• [Problem to solve] Transcribe every row from the line containing "identify the jet" down to the line containing "[[918, 404]]", including both of those lines, and leave the pictures out of your copy.

• [Provided entries]
— begin —

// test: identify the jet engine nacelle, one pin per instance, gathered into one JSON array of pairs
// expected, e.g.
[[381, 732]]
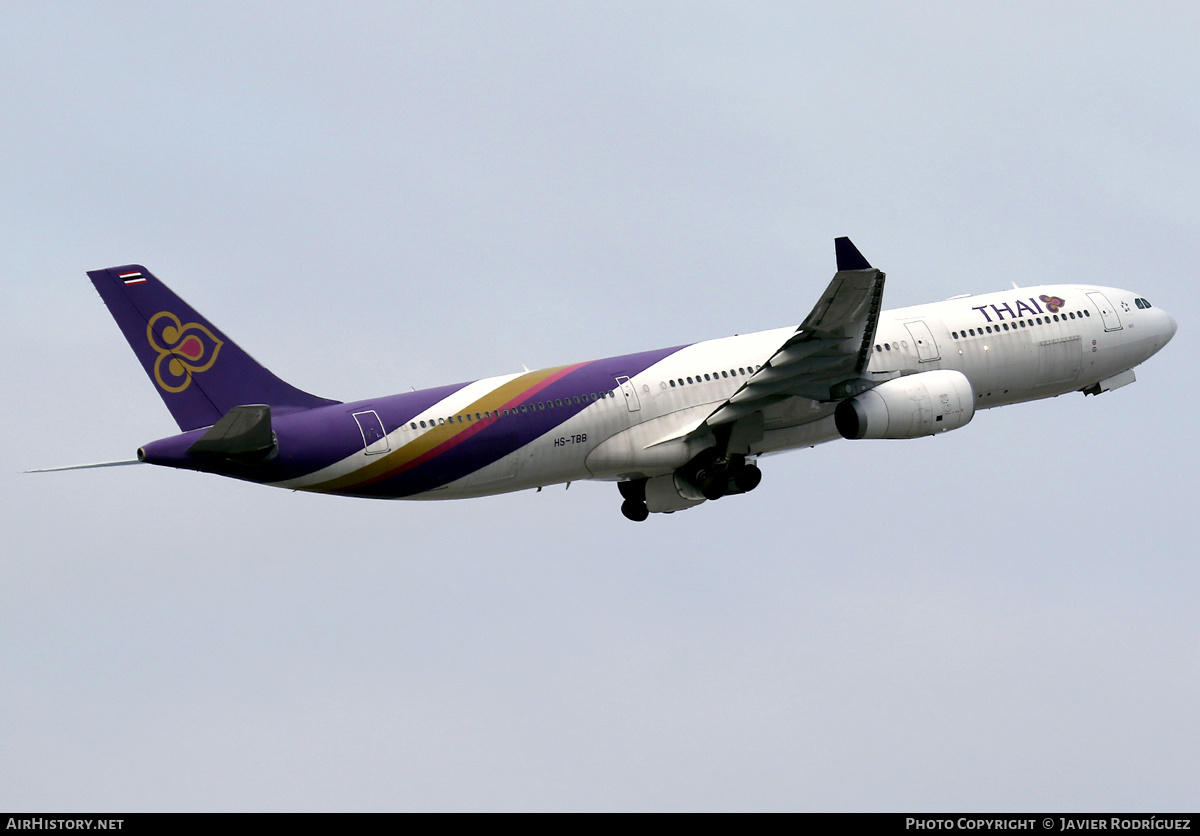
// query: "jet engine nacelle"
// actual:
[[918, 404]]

— end —
— begin —

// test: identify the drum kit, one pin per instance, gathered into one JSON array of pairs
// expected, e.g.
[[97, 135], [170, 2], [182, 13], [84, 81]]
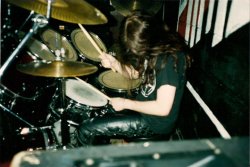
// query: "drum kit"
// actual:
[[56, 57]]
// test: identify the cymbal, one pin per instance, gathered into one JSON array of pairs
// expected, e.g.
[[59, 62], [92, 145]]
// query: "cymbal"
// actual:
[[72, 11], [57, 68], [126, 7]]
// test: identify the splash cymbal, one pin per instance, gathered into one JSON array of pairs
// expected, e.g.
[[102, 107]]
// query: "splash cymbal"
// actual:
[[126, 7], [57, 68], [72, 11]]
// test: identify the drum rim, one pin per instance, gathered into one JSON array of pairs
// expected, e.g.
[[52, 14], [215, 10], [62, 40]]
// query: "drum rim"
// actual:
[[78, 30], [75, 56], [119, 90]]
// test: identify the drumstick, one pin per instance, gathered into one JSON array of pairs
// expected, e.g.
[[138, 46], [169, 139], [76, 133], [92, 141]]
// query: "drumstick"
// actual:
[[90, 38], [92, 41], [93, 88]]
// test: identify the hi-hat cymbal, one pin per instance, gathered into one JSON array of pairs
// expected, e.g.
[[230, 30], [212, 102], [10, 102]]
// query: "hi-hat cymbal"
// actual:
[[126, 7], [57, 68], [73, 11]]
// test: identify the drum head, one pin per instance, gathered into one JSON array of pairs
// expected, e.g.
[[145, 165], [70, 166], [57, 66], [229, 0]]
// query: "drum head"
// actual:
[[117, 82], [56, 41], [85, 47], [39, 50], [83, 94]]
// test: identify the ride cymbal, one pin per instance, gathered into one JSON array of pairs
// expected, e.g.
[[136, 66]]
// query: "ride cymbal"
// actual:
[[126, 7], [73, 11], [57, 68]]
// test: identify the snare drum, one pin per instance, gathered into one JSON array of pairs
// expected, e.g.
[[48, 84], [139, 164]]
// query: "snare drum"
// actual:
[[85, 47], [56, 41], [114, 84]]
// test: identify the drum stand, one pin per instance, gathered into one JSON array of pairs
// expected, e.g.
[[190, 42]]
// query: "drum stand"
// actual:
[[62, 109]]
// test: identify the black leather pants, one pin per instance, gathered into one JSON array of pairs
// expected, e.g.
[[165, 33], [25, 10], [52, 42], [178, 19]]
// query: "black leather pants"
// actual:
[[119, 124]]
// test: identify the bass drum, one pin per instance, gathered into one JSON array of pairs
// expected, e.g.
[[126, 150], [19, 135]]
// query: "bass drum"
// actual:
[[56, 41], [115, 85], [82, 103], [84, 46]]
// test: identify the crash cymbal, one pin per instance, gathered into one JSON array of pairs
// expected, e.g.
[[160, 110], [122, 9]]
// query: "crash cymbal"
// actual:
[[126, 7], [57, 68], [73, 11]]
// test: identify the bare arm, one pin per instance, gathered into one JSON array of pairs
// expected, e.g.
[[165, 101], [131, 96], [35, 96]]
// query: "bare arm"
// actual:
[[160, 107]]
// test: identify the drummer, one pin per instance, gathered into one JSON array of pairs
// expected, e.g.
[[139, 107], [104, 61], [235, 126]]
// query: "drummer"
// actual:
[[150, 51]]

— end —
— begin —

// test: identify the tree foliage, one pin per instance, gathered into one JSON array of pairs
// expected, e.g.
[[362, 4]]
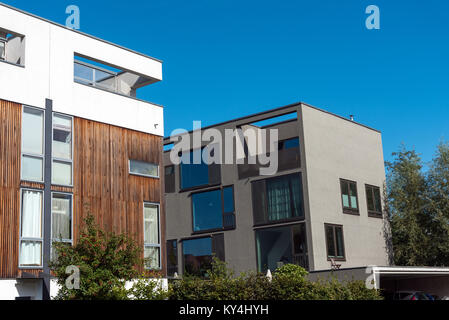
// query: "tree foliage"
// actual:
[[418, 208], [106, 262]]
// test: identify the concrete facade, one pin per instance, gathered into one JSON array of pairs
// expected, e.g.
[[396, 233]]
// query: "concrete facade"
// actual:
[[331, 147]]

— end —

• [Expected answer]
// test: identify the jet engine nacelle, one pin per instance, gathered into one JSON array of pairs
// expected, e.g.
[[381, 732]]
// query: "jet engine nacelle"
// actual:
[[918, 404]]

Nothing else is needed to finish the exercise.